Data for analysis >>
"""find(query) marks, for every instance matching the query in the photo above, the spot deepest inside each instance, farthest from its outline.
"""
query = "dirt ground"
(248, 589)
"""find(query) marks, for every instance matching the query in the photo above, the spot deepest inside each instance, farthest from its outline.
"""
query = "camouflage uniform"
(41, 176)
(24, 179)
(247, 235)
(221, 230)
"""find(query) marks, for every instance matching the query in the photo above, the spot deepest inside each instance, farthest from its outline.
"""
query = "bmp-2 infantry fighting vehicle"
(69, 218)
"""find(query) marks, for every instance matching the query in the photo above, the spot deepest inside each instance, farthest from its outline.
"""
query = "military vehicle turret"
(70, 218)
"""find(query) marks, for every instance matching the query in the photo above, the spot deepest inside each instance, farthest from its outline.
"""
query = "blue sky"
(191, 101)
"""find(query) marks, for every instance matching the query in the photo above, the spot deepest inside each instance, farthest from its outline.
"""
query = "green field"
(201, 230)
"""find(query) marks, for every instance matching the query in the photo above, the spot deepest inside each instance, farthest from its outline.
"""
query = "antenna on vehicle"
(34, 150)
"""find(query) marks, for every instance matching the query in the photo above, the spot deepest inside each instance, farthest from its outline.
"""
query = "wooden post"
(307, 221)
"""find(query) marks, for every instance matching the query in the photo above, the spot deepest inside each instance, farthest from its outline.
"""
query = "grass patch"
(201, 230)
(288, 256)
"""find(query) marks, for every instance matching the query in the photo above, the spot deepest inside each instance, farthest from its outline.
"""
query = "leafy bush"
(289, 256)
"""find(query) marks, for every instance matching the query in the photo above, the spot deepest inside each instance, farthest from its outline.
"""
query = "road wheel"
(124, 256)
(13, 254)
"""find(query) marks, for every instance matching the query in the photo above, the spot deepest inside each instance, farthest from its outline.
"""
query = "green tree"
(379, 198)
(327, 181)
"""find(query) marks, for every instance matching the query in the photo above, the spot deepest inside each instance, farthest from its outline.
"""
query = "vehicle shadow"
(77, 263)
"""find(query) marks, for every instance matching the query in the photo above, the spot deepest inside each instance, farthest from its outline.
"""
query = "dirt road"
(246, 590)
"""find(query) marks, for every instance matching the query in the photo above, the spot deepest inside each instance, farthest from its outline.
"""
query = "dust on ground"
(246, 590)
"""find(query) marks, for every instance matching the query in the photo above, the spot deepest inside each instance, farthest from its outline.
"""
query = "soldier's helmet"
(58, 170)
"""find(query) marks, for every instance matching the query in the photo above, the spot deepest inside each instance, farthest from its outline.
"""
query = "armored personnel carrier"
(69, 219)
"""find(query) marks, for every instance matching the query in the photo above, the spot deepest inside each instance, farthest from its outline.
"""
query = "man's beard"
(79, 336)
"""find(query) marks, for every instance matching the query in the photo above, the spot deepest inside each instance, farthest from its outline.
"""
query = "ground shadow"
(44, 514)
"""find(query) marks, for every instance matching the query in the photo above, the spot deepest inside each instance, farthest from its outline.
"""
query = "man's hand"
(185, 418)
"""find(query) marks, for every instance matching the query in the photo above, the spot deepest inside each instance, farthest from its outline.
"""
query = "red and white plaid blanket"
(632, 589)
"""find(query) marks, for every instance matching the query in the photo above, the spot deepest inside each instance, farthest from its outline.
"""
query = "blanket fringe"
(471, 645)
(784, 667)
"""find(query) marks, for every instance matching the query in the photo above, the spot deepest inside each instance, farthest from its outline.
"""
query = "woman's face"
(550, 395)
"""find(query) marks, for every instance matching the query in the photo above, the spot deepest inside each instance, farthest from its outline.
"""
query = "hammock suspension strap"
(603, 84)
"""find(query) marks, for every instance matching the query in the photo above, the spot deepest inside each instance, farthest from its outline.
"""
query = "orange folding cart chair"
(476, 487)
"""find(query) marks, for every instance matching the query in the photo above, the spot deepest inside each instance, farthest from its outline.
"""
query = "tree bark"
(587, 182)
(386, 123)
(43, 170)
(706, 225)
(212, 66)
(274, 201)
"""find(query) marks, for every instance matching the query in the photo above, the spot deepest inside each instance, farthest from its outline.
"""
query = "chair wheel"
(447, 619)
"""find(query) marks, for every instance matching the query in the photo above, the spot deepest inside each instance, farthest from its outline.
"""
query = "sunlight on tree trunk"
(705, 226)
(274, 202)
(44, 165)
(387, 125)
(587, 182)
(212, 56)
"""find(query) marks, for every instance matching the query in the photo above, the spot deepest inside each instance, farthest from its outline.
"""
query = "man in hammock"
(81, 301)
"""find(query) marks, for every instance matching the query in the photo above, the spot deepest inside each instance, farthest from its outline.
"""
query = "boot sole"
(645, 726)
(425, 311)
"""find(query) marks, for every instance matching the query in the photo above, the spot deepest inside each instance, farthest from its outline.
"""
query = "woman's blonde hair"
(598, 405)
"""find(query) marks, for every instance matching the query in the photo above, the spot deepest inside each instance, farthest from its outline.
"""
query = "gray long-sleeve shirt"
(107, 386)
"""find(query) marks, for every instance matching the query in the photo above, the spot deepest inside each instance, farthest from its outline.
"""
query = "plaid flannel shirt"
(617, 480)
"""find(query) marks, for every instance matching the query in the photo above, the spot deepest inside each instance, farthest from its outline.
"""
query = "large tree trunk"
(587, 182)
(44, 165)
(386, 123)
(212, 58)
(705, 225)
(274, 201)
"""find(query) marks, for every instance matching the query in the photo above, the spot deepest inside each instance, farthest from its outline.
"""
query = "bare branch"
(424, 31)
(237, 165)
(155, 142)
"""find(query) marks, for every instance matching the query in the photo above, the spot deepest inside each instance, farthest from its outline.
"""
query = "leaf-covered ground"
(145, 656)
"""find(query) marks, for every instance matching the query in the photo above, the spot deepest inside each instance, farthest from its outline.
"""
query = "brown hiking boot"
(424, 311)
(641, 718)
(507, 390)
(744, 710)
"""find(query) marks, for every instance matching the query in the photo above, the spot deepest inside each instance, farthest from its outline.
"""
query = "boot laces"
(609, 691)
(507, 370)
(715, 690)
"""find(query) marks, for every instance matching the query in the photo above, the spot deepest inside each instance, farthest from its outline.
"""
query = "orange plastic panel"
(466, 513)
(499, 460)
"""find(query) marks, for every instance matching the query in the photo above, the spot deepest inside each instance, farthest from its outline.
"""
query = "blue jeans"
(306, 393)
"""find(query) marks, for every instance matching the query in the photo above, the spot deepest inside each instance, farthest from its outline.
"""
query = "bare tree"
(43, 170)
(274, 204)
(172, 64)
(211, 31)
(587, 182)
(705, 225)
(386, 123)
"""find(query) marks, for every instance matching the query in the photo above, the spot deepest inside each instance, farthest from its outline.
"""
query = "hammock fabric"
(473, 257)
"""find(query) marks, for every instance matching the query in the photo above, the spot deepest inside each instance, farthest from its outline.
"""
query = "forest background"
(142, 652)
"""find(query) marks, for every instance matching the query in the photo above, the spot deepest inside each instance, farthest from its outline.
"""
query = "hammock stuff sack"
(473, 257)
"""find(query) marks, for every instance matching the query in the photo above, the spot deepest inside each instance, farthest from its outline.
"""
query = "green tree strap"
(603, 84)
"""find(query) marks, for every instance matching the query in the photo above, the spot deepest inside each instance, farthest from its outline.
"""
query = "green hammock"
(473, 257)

Problem description >> Each line shown above needs to be transcribed exactly.

Exercise solution >>
"""find(query) marks, for every instance matching the query in the photo above, the spot deepest inside each instance, farthest from its outline.
"""
query = "dirt ground"
(248, 589)
"""find(query) marks, for every instance matching the query in the photo above, the spot deepest inside each instance, farthest from its outline.
"""
query = "camouflage uniform"
(41, 176)
(24, 179)
(247, 235)
(221, 230)
"""find(query) marks, for every instance matching the query in the photo above, the spot deepest inside each instance, farthest from its outline.
"""
query = "bmp-2 infantry fighting vehicle"
(69, 218)
"""find(query) marks, for every instance matching the query in the photo above, the spot deepest inside each instance, farthest from its outline.
"""
query = "military vehicle turret"
(70, 218)
"""find(query) marks, for every instance matching the query in the photo above, the spot deepest inside each instance, farthest from its outline.
"""
query = "blue sky"
(191, 101)
"""find(query) marks, for every instance matching the query in the photo above, the spot deepest inside each instance, farthest from its outline.
"""
query = "green field"
(201, 230)
"""find(query) marks, for every instance matching the query in the photo above, the spot deepest inside each instance, farthest from its outline.
"""
query = "antenna on vehicle"
(34, 150)
"""find(query) marks, for every instance matching the query in the photo above, the spot deepest inside each instance, farthest from its outline.
"""
query = "wooden post"
(307, 221)
"""find(query) marks, for every instance matching the query in the photo above, the spot deepest inside each instance, farthest from its outline.
"""
query = "grass patch"
(201, 230)
(288, 256)
"""find(query) marks, for every instance matching the query in the photo above, the spot deepest inside each instance, farthest from its outline.
"""
query = "leafy bush"
(289, 256)
"""find(query) marks, for every instance matching the query in the photo above, the spot deepest inside each instance, farthest from its outline.
"""
query = "road wheel"
(124, 256)
(13, 254)
"""find(query) marks, for every instance matching the query in the photo above, the spot deepest inside each instance, farthest from its outline.
"""
query = "green tree"
(379, 198)
(327, 181)
"""find(query) marks, for every instance matching the query in the photo above, the spot deepest inside each instance, farthest from its outline.
"""
query = "vehicle shadow"
(77, 263)
"""find(query) marks, for every instance matching the query in the photo above, the spot deepest inside each instance, farthest from its outline.
"""
query = "dirt road"
(246, 590)
"""find(query) marks, for every instance matching the query in the photo above, the spot deepest inside each instance, farthest from its outline.
"""
query = "dust on ground"
(246, 590)
"""find(query) marks, for every instance matching the query in the photo above, the spot deepest inside each instance, farthest from its outline.
"""
query = "soldier's helmet"
(58, 170)
"""find(query) marks, for every instance matching the query in the photo above, the spot deepest inside each instance, farthest from its outline.
"""
query = "armored personnel carrier"
(69, 219)
"""find(query) marks, for every instance matching the query in the photo above, the spot deepest inside each instance, farthest from its outline.
"""
query = "man's beard"
(79, 336)
"""find(query) marks, for every instance matching the query in the photo above, the spot deepest inside each instance, farthest from its outline.
"""
query = "ground shadow"
(44, 514)
"""find(query) marks, for every instance matching the query in the photo above, the spot deepest inside each instance, farthest from its outline.
"""
query = "man's hand"
(185, 418)
"""find(query) marks, for every instance matching the query in the photo above, the spot deepest inside each instance, farthest from its outline.
"""
query = "red and white plaid blanket"
(632, 589)
"""find(query) marks, for every instance matching the query in the photo above, the spot deepest inside each instance, farthest from its outline.
"""
query = "blanket fringe"
(471, 645)
(784, 667)
"""find(query) marks, for every instance matching the query in the photo above, the spot deepest inside each instance, farthest from its outline.
"""
query = "woman's face"
(550, 395)
"""find(query) marks, for every instance matching the query in the photo above, the spot deepest inside each instance, farthest from its outline.
"""
query = "hammock suspension strap"
(603, 84)
"""find(query) marks, for every instance matching the query in the photo above, the spot deepest inside each instance, farthest from its outline.
"""
query = "orange folding cart chair"
(476, 487)
"""find(query) marks, for every instance matching the query in the photo above, the spot deepest inside each instance, farthest from its outline.
"""
query = "tree bark"
(587, 182)
(386, 123)
(43, 170)
(706, 225)
(212, 66)
(274, 201)
"""find(query) marks, for every instance matching the query in the photo above, the spot deepest inside each instance, farthest from its outline.
"""
query = "chair wheel"
(447, 619)
"""find(query) marks, for every instance matching the query in the photo above, the spot deepest inside each instance, farthest from its outline.
"""
query = "sunlight on tree trunk"
(705, 226)
(274, 202)
(44, 165)
(387, 125)
(587, 182)
(212, 56)
"""find(query) marks, for every instance matching the query in the photo above, the spot deepest inside each instance, farthest from its outline.
"""
query = "man in hammock"
(81, 301)
"""find(query) marks, for every instance matching the query in the photo above, the spot deepest inside each instance, farthest from its outline.
"""
query = "boot sole"
(645, 726)
(425, 311)
"""find(query) marks, for every instance matching the query in the photo above, the spot deepest inside each instance, farthest from its outline.
"""
query = "woman's blonde hair"
(598, 405)
"""find(query) marks, for every instance matching the query in the photo above, the spot deepest inside each instance, farthest from its outline.
"""
query = "gray long-sleeve shirt"
(107, 386)
"""find(query) marks, for every instance matching the query in the photo above, the spot deepest inside each instance, farthest from its outline.
"""
query = "plaid flannel shirt"
(617, 480)
"""find(query) marks, for every instance matching the query in the photo above, the spot deepest inside each instance, farthest from its outline.
"""
query = "large tree trunk"
(587, 182)
(44, 165)
(386, 123)
(212, 58)
(705, 225)
(274, 201)
"""find(query) marks, for every instance matching the query in the photo above, the spot deepest inside each instance, farthest from its outline.
"""
query = "bare branch"
(424, 31)
(237, 165)
(155, 142)
"""find(query) marks, for every instance matching the query in the photo above, the spot deepest inside each instance, farthest from its outline.
"""
query = "leaf-covered ground"
(145, 656)
"""find(query) marks, for every instance matching the query in the photo above, the spot deepest inside each instance, farthest from its outline.
"""
query = "brown hiking boot"
(424, 311)
(641, 718)
(507, 390)
(744, 710)
"""find(query) marks, for every instance matching the query in the photo above, the spot deepest inside each instance, farthest from its outline.
"""
query = "boot laces"
(609, 691)
(507, 370)
(715, 690)
"""find(query) marks, for every instance matching the query in the photo above, the spot deepest inside each instance, farthest from its outline.
"""
query = "orange plastic panel"
(466, 513)
(499, 460)
"""find(query) marks, for every instance matching the query in the photo above, the spot deepest inside each instance, farthest from its outline.
"""
query = "blue jeans"
(306, 393)
"""find(query) marks, for every instance matching the query in the photo above, the spot deepest inside each instance, farthest from its outline.
"""
query = "bare tree"
(43, 170)
(274, 204)
(172, 64)
(211, 31)
(587, 182)
(705, 225)
(386, 123)
"""find(query) marks, for every instance matching the query in the photo above, the spot deepest inside each instance, farthest from its outline.
"""
query = "hammock fabric"
(473, 257)
"""find(query) marks, for every instance matching the query in the photo above, the spot deepest inside each instance, farthest from its outline.
"""
query = "forest background"
(142, 652)
"""find(query) marks, for every instance matching the query in the photo above, the spot deepest inside each instance, farthest from its outline.
"""
query = "hammock stuff sack"
(473, 257)
"""find(query) marks, for every instance matching the query in the photo above, the spot deepest inside each instance, farthest from its outline.
"""
query = "green tree strap"
(603, 84)
"""find(query) marks, for every instance matching the query in the photo above, the spot deepest inside each instance, farthest from its outline.
"""
query = "green hammock"
(473, 257)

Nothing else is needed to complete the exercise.